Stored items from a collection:

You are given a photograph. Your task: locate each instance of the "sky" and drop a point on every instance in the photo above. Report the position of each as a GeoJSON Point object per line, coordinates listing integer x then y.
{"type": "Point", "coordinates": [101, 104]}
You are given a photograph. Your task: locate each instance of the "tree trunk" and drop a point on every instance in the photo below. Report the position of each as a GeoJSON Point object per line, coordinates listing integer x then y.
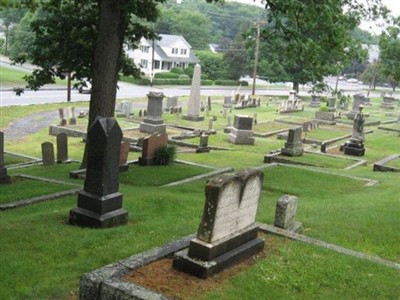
{"type": "Point", "coordinates": [106, 60]}
{"type": "Point", "coordinates": [296, 86]}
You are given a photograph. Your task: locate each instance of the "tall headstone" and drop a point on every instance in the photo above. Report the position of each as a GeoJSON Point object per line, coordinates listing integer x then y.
{"type": "Point", "coordinates": [285, 213]}
{"type": "Point", "coordinates": [194, 99]}
{"type": "Point", "coordinates": [123, 156]}
{"type": "Point", "coordinates": [47, 154]}
{"type": "Point", "coordinates": [242, 131]}
{"type": "Point", "coordinates": [4, 178]}
{"type": "Point", "coordinates": [293, 146]}
{"type": "Point", "coordinates": [153, 121]}
{"type": "Point", "coordinates": [62, 148]}
{"type": "Point", "coordinates": [227, 233]}
{"type": "Point", "coordinates": [100, 203]}
{"type": "Point", "coordinates": [150, 146]}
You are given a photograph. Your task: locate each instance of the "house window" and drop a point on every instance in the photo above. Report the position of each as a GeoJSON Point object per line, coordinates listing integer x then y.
{"type": "Point", "coordinates": [144, 49]}
{"type": "Point", "coordinates": [143, 63]}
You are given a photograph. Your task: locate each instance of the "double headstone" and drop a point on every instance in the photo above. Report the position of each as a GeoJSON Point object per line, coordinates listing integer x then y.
{"type": "Point", "coordinates": [100, 203]}
{"type": "Point", "coordinates": [4, 178]}
{"type": "Point", "coordinates": [293, 145]}
{"type": "Point", "coordinates": [227, 233]}
{"type": "Point", "coordinates": [150, 145]}
{"type": "Point", "coordinates": [194, 99]}
{"type": "Point", "coordinates": [242, 131]}
{"type": "Point", "coordinates": [153, 121]}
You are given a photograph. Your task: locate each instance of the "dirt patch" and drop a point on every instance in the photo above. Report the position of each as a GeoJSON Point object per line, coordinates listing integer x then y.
{"type": "Point", "coordinates": [160, 277]}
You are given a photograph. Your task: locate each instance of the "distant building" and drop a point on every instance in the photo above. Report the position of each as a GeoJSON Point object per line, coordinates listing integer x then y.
{"type": "Point", "coordinates": [171, 51]}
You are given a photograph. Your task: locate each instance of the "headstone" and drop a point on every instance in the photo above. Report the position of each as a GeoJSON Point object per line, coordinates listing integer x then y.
{"type": "Point", "coordinates": [150, 146]}
{"type": "Point", "coordinates": [194, 99]}
{"type": "Point", "coordinates": [227, 102]}
{"type": "Point", "coordinates": [285, 214]}
{"type": "Point", "coordinates": [227, 233]}
{"type": "Point", "coordinates": [62, 148]}
{"type": "Point", "coordinates": [242, 131]}
{"type": "Point", "coordinates": [203, 146]}
{"type": "Point", "coordinates": [47, 153]}
{"type": "Point", "coordinates": [209, 103]}
{"type": "Point", "coordinates": [153, 121]}
{"type": "Point", "coordinates": [100, 203]}
{"type": "Point", "coordinates": [387, 102]}
{"type": "Point", "coordinates": [63, 121]}
{"type": "Point", "coordinates": [4, 177]}
{"type": "Point", "coordinates": [172, 102]}
{"type": "Point", "coordinates": [72, 119]}
{"type": "Point", "coordinates": [293, 146]}
{"type": "Point", "coordinates": [355, 146]}
{"type": "Point", "coordinates": [315, 101]}
{"type": "Point", "coordinates": [123, 156]}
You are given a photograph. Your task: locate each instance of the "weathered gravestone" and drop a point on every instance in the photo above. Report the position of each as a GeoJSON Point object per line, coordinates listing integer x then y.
{"type": "Point", "coordinates": [100, 203]}
{"type": "Point", "coordinates": [123, 156]}
{"type": "Point", "coordinates": [203, 146]}
{"type": "Point", "coordinates": [150, 146]}
{"type": "Point", "coordinates": [285, 213]}
{"type": "Point", "coordinates": [47, 154]}
{"type": "Point", "coordinates": [4, 178]}
{"type": "Point", "coordinates": [153, 121]}
{"type": "Point", "coordinates": [227, 233]}
{"type": "Point", "coordinates": [293, 145]}
{"type": "Point", "coordinates": [62, 148]}
{"type": "Point", "coordinates": [242, 131]}
{"type": "Point", "coordinates": [194, 100]}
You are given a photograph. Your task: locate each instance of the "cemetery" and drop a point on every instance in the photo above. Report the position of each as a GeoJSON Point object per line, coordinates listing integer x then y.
{"type": "Point", "coordinates": [259, 201]}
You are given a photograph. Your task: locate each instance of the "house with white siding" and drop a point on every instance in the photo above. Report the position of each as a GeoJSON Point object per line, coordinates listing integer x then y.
{"type": "Point", "coordinates": [171, 51]}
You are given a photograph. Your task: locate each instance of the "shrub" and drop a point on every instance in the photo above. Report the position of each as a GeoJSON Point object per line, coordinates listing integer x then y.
{"type": "Point", "coordinates": [177, 71]}
{"type": "Point", "coordinates": [166, 75]}
{"type": "Point", "coordinates": [165, 155]}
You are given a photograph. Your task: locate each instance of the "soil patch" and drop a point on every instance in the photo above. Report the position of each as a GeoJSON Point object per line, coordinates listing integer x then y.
{"type": "Point", "coordinates": [160, 277]}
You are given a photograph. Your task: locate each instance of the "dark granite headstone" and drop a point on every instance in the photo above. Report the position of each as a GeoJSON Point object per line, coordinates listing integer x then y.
{"type": "Point", "coordinates": [4, 178]}
{"type": "Point", "coordinates": [227, 233]}
{"type": "Point", "coordinates": [48, 154]}
{"type": "Point", "coordinates": [100, 203]}
{"type": "Point", "coordinates": [62, 148]}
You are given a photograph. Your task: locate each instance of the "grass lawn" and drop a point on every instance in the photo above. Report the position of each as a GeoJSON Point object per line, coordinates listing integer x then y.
{"type": "Point", "coordinates": [42, 257]}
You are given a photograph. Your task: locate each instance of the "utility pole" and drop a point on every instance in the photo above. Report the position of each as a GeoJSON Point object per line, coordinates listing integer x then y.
{"type": "Point", "coordinates": [256, 55]}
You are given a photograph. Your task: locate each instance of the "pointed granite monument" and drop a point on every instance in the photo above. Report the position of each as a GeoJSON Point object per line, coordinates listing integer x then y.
{"type": "Point", "coordinates": [100, 203]}
{"type": "Point", "coordinates": [194, 100]}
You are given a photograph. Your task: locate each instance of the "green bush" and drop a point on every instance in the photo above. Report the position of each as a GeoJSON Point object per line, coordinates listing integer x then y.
{"type": "Point", "coordinates": [165, 155]}
{"type": "Point", "coordinates": [177, 71]}
{"type": "Point", "coordinates": [166, 75]}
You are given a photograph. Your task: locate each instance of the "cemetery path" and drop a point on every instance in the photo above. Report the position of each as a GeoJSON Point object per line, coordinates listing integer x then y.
{"type": "Point", "coordinates": [30, 124]}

Exercise task:
Omit the pictures. Output every record above word for word.

Answer to this exercise:
You are given a photograph. Your task: locate each instance of the "sky" and drop a point on every instance in the photo above. Report the position of each as a GeoJSON Point object per line, coordinates listing integer x then y.
{"type": "Point", "coordinates": [101, 104]}
You are given a photograph. Your task: locate each instance of the "tree trunk" and drop a point on every instance in the photo below. Report the position of each as a GeoJSON Point object per line, coordinates listing integer x then y.
{"type": "Point", "coordinates": [106, 60]}
{"type": "Point", "coordinates": [296, 86]}
You are given a photograph. Your task: locate each instance of the "tall headstone" and drop a point on every instance in the photo above. Report the position of each as a GeoJSON Point object per line, coordinates listing integer x then y.
{"type": "Point", "coordinates": [285, 213]}
{"type": "Point", "coordinates": [194, 99]}
{"type": "Point", "coordinates": [123, 156]}
{"type": "Point", "coordinates": [47, 154]}
{"type": "Point", "coordinates": [242, 131]}
{"type": "Point", "coordinates": [4, 178]}
{"type": "Point", "coordinates": [293, 146]}
{"type": "Point", "coordinates": [153, 121]}
{"type": "Point", "coordinates": [62, 148]}
{"type": "Point", "coordinates": [227, 233]}
{"type": "Point", "coordinates": [100, 203]}
{"type": "Point", "coordinates": [150, 146]}
You are given a photograph. Your task: locate each instance of the "house window" and drop a point on every instance in the photo above. Report the position of each as a GeoJSON Point object per line, coordinates listing integer x then y.
{"type": "Point", "coordinates": [144, 49]}
{"type": "Point", "coordinates": [143, 63]}
You are given a photograph. Your task: locate each instance of the "double headstone" and drop a point on every instance in the photo above. Report the position of each as a GeoJSON Point object per line, coordinates listing integer x then y.
{"type": "Point", "coordinates": [100, 203]}
{"type": "Point", "coordinates": [4, 178]}
{"type": "Point", "coordinates": [293, 145]}
{"type": "Point", "coordinates": [227, 233]}
{"type": "Point", "coordinates": [150, 145]}
{"type": "Point", "coordinates": [194, 99]}
{"type": "Point", "coordinates": [242, 131]}
{"type": "Point", "coordinates": [153, 121]}
You are given a photograph. Your task: locate each instance of the "dirt patch" and drop a point on every instance in the photo above. Report the position of each as a GeoJSON Point object per line, coordinates listing integer x then y.
{"type": "Point", "coordinates": [160, 277]}
You are given a photograph. Your task: locate each instance of the "distant building" and drop a point on every instance in the photo above. Report the position of each as a GeoJSON Point object per line, coordinates listing integer x then y.
{"type": "Point", "coordinates": [171, 51]}
You are given a photograph. Your task: locate each instance of the "headstone" and drop a point on every instance in the photo above. Report the position of each as a GeoJSON Point object per line, coordinates listing integer x then y.
{"type": "Point", "coordinates": [150, 146]}
{"type": "Point", "coordinates": [194, 99]}
{"type": "Point", "coordinates": [227, 102]}
{"type": "Point", "coordinates": [285, 214]}
{"type": "Point", "coordinates": [227, 233]}
{"type": "Point", "coordinates": [62, 148]}
{"type": "Point", "coordinates": [242, 131]}
{"type": "Point", "coordinates": [203, 146]}
{"type": "Point", "coordinates": [47, 153]}
{"type": "Point", "coordinates": [209, 103]}
{"type": "Point", "coordinates": [153, 121]}
{"type": "Point", "coordinates": [100, 203]}
{"type": "Point", "coordinates": [387, 102]}
{"type": "Point", "coordinates": [63, 121]}
{"type": "Point", "coordinates": [4, 177]}
{"type": "Point", "coordinates": [172, 102]}
{"type": "Point", "coordinates": [72, 119]}
{"type": "Point", "coordinates": [293, 146]}
{"type": "Point", "coordinates": [355, 146]}
{"type": "Point", "coordinates": [315, 101]}
{"type": "Point", "coordinates": [123, 156]}
You are given a photograph. Your task: locate each instance of the "weathered gravestone" and drop a point on every instance in the photo above. Report the position of each as a GeoJSON Point object per line, coordinates listing integer x then y.
{"type": "Point", "coordinates": [100, 203]}
{"type": "Point", "coordinates": [123, 156]}
{"type": "Point", "coordinates": [203, 146]}
{"type": "Point", "coordinates": [150, 146]}
{"type": "Point", "coordinates": [285, 213]}
{"type": "Point", "coordinates": [47, 154]}
{"type": "Point", "coordinates": [4, 178]}
{"type": "Point", "coordinates": [153, 121]}
{"type": "Point", "coordinates": [227, 233]}
{"type": "Point", "coordinates": [293, 145]}
{"type": "Point", "coordinates": [62, 148]}
{"type": "Point", "coordinates": [242, 131]}
{"type": "Point", "coordinates": [194, 100]}
You are given a photograph. Your task: locate each instance of the "cemetery" and drop a point on every instance in the photo above. Report the position of each as a GeoJSON Point object per line, coordinates listing integer x then y.
{"type": "Point", "coordinates": [259, 201]}
You are given a photograph. Your task: locate each instance of the "house with white siding" and drop a point on every instance in the photo above. Report the position of each as a GeoJSON Point object per line, coordinates listing integer x then y.
{"type": "Point", "coordinates": [171, 51]}
You are given a photograph. Your task: locate each instance of the "shrub" and drop a point on every instance in the photo above. Report the position of each as a GeoJSON Point object per line, coordinates listing integer x then y.
{"type": "Point", "coordinates": [177, 71]}
{"type": "Point", "coordinates": [166, 75]}
{"type": "Point", "coordinates": [165, 155]}
You are given a photograph. Your task: locate each instance of the "soil patch" and drop a point on every instance in the photo above. Report the position of each as a GeoJSON Point object per line, coordinates listing integer x then y.
{"type": "Point", "coordinates": [160, 277]}
You are given a photograph. Your task: locate each instance of the "dark granite headstone" and drop a point on every instance in the photo above. Report the position of each as a GeoJSON Point object per line, coordinates listing integer x then y.
{"type": "Point", "coordinates": [4, 178]}
{"type": "Point", "coordinates": [227, 233]}
{"type": "Point", "coordinates": [48, 154]}
{"type": "Point", "coordinates": [100, 203]}
{"type": "Point", "coordinates": [62, 148]}
You are given a photograph. Your task: locate each instance of the "grass lawn" and drop a point on every instance in the photo above. Report the position of each as a GeoJSON Point object per line, coordinates listing integer x then y.
{"type": "Point", "coordinates": [42, 257]}
You are given a photograph. Your task: locate each instance of the "utility pole" and drop a point on every instance in the photo above. Report the position of each as a GeoJSON Point object per line, coordinates listing integer x then y.
{"type": "Point", "coordinates": [256, 55]}
You are given a photograph. Your task: locate each instance of the "pointed granite monument" and drop a point on every instance in the photo above. Report the position of each as a GeoJSON Point object per line, coordinates listing integer x then y.
{"type": "Point", "coordinates": [100, 203]}
{"type": "Point", "coordinates": [194, 100]}
You are given a photograph. Your task: locate each instance of the "green bush" and drop a point on every instance in the photo above. Report the position of each as a GeoJSON Point object per line, coordinates listing integer x then y.
{"type": "Point", "coordinates": [165, 155]}
{"type": "Point", "coordinates": [177, 71]}
{"type": "Point", "coordinates": [166, 75]}
You are given a photograph. Your task: locate each instance of the "cemetery path" and drop a point on every instance in the photo above. Report the position of each as a GeoJSON Point object per line, coordinates listing integer x then y.
{"type": "Point", "coordinates": [30, 124]}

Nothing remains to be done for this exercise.